WRITTEN PROBLEM: Rewrite everything from the line containing "locate damaged front" down to the last line as a Markdown table with two columns, Row and Line. Give each line a row number and leave out blank lines.

SUPPLIED MATERIAL:
● ● ● ● ● ● ●
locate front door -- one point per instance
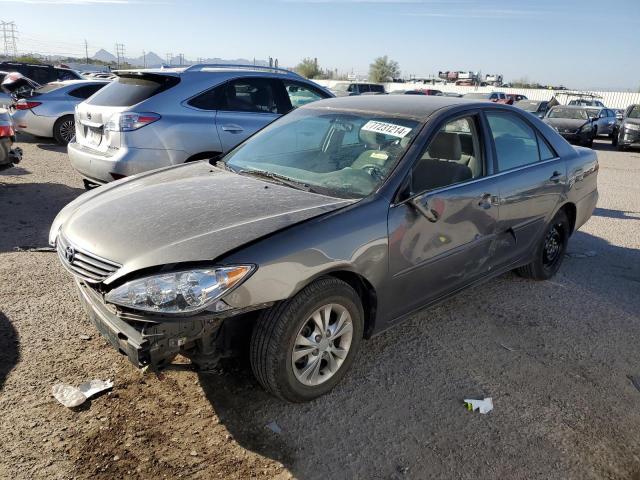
(443, 239)
(248, 105)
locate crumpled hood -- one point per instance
(565, 123)
(193, 212)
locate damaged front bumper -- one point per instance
(149, 340)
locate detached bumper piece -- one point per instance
(153, 341)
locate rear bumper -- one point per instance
(150, 340)
(123, 162)
(629, 138)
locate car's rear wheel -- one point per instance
(550, 250)
(64, 129)
(302, 348)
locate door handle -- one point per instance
(555, 178)
(485, 201)
(232, 128)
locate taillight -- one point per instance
(129, 121)
(6, 131)
(22, 105)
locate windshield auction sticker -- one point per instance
● ● ● ● ● ● ●
CORRECT OUTPUT:
| Row | Line |
|---|---|
| 1 | locate damaged front bumper -- one point per instance |
| 2 | (149, 340) |
| 3 | locate detached bumper piece -- one point per instance |
| 4 | (153, 341) |
| 5 | locate rear bumper -- one point per instance |
| 6 | (150, 340) |
| 7 | (123, 162) |
| 8 | (629, 138) |
| 9 | locate car's rear wheel -- one point per instance |
| 10 | (550, 250) |
| 11 | (64, 129) |
| 12 | (302, 348) |
| 13 | locate door handle -- one point per instance |
| 14 | (555, 178) |
| 15 | (485, 201) |
| 16 | (232, 128) |
| 17 | locate taillight -- one point per instance |
| 18 | (129, 121) |
| 19 | (6, 131) |
| 20 | (22, 105) |
| 21 | locate windshield auction sticker -- one point per instance |